__Work item__. For the data below, say how many lines contain "pink". Only the number should be given.

__Data extracts__.
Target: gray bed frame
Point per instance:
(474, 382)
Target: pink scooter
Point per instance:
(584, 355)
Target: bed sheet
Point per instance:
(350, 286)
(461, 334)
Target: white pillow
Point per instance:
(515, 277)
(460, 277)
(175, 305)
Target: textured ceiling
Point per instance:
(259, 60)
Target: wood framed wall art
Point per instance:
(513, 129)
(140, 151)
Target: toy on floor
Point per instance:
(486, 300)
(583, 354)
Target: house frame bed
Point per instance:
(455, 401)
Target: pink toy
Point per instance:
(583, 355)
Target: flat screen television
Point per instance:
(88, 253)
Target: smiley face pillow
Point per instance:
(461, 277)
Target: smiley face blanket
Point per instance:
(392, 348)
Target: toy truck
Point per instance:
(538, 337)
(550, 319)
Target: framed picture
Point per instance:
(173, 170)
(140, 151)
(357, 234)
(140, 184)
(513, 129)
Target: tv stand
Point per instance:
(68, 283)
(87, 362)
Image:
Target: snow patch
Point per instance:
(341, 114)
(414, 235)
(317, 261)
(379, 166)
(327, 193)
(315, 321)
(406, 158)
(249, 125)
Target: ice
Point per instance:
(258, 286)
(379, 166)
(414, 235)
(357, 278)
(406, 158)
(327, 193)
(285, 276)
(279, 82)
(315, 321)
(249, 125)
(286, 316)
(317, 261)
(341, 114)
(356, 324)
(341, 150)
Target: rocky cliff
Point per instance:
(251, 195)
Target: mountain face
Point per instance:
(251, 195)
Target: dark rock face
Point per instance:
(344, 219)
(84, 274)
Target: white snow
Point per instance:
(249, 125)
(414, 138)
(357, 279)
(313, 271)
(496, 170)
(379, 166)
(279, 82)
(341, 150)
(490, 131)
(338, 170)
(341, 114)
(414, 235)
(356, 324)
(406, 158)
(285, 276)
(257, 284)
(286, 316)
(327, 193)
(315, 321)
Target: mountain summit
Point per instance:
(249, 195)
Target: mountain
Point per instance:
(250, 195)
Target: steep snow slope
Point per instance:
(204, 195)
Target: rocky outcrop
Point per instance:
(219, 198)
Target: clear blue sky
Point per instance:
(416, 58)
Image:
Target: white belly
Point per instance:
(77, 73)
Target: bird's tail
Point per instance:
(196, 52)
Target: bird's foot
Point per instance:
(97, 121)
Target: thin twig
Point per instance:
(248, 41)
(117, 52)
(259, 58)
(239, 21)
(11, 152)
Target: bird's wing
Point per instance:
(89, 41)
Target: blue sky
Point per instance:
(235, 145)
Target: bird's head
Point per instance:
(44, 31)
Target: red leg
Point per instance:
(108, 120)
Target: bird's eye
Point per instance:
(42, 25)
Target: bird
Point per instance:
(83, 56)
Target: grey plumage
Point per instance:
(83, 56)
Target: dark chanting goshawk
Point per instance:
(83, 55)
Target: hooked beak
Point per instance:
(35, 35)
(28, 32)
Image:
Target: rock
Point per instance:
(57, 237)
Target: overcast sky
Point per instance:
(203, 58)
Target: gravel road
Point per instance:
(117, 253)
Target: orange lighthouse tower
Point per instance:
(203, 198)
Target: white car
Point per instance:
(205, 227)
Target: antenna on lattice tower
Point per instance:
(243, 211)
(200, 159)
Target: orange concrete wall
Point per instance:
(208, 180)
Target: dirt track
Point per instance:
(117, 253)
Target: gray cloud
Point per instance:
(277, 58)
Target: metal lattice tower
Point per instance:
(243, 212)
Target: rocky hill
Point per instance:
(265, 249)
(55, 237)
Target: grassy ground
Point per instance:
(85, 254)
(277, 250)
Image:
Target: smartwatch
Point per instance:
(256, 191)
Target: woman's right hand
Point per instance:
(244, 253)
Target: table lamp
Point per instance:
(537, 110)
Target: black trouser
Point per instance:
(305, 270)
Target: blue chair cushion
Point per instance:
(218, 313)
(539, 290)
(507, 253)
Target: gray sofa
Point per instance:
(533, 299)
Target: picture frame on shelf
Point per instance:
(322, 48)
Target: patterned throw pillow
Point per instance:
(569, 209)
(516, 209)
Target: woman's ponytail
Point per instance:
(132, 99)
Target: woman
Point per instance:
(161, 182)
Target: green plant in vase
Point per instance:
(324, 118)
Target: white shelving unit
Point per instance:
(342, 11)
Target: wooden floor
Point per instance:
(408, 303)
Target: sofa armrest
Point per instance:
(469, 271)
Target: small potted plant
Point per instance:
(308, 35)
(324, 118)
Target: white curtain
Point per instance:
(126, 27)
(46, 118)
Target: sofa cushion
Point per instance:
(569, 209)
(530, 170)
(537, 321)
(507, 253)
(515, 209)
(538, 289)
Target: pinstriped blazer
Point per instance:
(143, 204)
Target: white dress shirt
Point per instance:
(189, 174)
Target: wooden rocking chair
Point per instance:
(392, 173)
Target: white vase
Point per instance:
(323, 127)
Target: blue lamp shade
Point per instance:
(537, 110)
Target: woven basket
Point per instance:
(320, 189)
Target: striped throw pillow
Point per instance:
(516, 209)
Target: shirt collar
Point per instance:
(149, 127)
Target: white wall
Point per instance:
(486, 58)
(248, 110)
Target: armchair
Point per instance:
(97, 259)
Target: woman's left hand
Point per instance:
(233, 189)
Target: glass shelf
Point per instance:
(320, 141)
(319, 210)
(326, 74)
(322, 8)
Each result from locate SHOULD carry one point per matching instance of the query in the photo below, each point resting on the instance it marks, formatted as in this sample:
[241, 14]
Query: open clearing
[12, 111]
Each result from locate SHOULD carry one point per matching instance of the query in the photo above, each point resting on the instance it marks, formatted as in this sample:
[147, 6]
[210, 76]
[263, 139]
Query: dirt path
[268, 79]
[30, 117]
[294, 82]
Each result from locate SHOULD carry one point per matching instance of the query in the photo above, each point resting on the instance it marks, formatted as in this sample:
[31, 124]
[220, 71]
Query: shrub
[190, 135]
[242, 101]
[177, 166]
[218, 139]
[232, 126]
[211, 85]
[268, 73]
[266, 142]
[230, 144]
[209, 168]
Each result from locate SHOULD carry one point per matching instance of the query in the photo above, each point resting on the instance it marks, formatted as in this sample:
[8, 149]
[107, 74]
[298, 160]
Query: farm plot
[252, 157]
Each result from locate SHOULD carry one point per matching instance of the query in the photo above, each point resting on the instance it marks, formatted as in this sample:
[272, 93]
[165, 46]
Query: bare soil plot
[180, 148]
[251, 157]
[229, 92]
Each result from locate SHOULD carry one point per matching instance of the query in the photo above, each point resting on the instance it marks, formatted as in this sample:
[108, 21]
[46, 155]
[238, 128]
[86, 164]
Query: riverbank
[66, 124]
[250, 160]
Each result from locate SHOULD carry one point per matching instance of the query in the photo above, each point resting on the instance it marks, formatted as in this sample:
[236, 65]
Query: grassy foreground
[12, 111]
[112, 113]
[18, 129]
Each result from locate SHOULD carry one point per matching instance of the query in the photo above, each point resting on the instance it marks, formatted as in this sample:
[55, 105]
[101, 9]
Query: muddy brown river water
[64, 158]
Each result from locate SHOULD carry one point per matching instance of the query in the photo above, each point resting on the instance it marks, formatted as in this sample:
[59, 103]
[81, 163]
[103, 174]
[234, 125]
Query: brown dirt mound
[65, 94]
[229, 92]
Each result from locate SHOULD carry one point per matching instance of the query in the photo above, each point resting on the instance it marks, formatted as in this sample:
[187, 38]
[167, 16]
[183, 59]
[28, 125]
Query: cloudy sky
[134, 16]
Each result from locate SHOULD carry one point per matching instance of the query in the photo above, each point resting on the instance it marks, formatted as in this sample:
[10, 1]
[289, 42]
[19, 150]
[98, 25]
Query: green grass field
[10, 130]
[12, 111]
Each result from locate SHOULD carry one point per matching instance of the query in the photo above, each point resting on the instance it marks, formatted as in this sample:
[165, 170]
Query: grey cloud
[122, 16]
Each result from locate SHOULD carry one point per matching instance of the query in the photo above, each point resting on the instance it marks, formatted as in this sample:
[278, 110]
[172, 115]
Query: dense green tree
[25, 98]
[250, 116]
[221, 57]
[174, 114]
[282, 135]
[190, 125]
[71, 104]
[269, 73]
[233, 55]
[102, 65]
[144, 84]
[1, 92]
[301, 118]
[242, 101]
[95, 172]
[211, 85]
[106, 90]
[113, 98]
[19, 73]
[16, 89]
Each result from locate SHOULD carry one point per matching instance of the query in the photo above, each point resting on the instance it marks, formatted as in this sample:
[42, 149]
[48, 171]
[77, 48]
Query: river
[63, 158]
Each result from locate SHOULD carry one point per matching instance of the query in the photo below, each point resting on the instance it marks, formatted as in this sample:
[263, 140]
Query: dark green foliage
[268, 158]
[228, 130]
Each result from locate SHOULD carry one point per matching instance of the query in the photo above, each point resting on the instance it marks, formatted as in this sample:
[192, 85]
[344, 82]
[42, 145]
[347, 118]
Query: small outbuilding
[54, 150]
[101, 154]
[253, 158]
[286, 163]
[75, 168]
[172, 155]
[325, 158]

__Answer__. 2